> **Directions**
Rewrite the items below, starting with the line containing "Tag every instance of the bear nostril" and going on through the end of the items. Keep every line's wording but multiply each x and y coordinate by 0.35, rounding to whole numbers with halves going up, and leave the pictures out.

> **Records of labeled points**
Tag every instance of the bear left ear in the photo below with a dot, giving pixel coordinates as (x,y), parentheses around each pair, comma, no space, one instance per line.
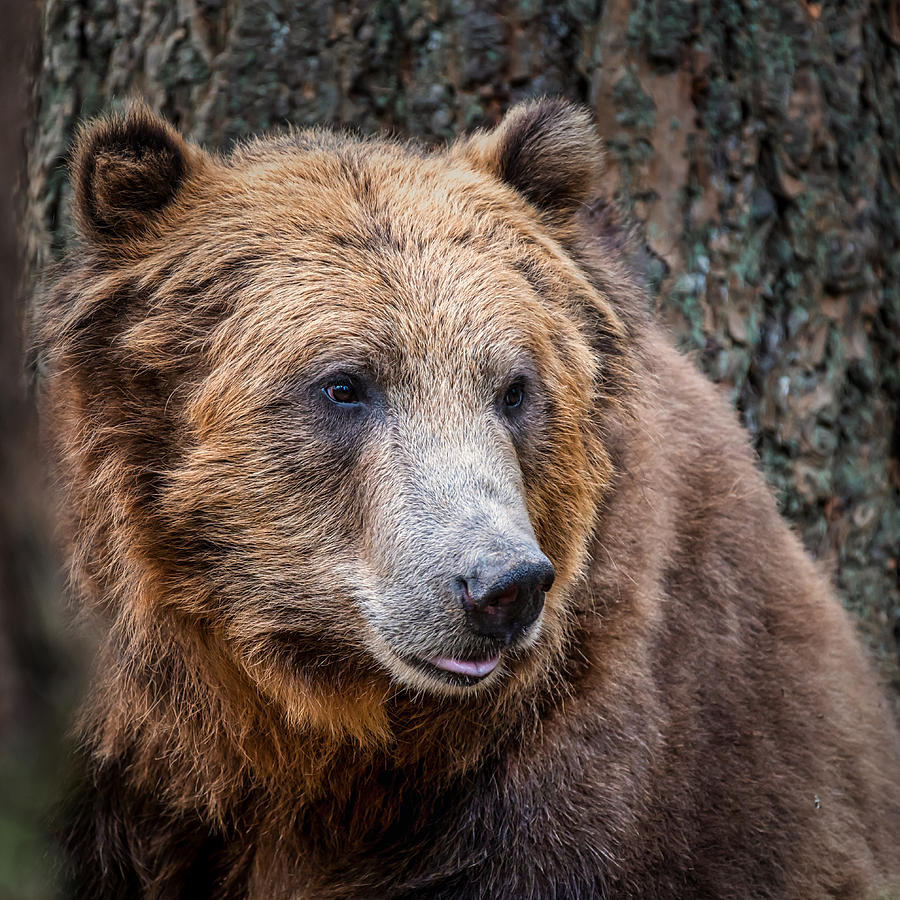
(548,150)
(127,171)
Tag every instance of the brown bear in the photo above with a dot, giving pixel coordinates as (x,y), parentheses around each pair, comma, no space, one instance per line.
(425,566)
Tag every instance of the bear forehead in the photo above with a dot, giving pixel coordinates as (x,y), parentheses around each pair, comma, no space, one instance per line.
(372,250)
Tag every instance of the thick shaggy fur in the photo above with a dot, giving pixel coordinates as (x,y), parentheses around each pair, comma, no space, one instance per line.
(691,716)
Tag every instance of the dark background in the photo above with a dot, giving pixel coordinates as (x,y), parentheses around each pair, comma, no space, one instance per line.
(756,143)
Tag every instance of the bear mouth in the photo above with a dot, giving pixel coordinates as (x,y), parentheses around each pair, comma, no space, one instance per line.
(458,671)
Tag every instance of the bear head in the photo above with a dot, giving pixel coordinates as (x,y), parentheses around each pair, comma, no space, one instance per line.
(336,405)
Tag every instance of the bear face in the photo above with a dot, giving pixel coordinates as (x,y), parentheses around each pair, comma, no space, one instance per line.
(428,567)
(349,395)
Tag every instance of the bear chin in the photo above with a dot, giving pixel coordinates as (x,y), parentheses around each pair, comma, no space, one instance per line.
(460,674)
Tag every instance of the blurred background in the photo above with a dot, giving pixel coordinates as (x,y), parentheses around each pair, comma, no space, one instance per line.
(756,144)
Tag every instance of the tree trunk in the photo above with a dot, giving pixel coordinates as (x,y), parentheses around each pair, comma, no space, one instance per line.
(755,142)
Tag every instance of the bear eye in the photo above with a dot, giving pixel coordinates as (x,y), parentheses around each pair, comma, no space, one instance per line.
(514,396)
(342,392)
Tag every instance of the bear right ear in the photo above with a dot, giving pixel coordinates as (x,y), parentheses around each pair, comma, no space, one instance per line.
(548,150)
(127,170)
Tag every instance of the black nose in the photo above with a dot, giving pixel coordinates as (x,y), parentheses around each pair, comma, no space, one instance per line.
(503,598)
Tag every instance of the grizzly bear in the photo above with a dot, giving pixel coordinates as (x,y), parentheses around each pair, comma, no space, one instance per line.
(425,566)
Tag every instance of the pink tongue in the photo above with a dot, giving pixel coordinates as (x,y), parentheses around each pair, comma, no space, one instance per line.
(476,667)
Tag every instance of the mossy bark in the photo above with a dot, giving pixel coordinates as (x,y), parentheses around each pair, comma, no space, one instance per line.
(756,142)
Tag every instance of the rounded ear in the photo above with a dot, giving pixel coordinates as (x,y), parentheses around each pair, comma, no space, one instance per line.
(548,150)
(126,170)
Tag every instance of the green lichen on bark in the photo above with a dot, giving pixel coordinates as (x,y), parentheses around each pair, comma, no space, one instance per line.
(756,142)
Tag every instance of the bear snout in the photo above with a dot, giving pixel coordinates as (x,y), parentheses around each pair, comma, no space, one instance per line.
(503,596)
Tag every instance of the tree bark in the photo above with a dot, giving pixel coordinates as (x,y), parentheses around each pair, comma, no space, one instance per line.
(755,142)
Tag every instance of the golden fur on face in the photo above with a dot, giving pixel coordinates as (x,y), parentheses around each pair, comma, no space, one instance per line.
(300,397)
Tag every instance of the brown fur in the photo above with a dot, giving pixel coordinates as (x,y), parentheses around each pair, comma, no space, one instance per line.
(691,716)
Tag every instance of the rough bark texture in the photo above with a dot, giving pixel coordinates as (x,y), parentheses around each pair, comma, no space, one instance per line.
(755,142)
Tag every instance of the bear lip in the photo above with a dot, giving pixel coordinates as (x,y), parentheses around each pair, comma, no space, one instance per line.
(474,668)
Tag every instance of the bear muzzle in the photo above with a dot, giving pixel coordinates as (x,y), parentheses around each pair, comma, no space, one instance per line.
(502,597)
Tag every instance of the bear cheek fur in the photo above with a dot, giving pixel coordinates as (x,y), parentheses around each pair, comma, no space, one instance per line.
(279,503)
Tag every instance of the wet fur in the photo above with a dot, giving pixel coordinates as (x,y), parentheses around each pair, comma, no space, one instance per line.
(695,717)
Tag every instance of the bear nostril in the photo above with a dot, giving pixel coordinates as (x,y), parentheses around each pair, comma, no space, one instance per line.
(503,600)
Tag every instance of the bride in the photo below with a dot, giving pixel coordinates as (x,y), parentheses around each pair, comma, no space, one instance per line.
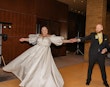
(35,67)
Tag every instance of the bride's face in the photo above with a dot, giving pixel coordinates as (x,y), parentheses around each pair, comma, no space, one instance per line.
(44,31)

> **Exercise solution**
Tag every instance of the bear nostril in the photo above with a dot, giving pixel coordinates as (x,y), parentheses around each pair, comma, no space, one instance per line.
(176,210)
Tag every instance of the bride in the photo below with a dot, giving pixel coordinates as (x,y), parentheses around each pair, comma, no space, one instance per line.
(12,23)
Tag every instance of the bride's face in the photo above with a dot, giving pixel coordinates as (x,y), parentheses around each pair, comma, no space, one instance per line.
(15,11)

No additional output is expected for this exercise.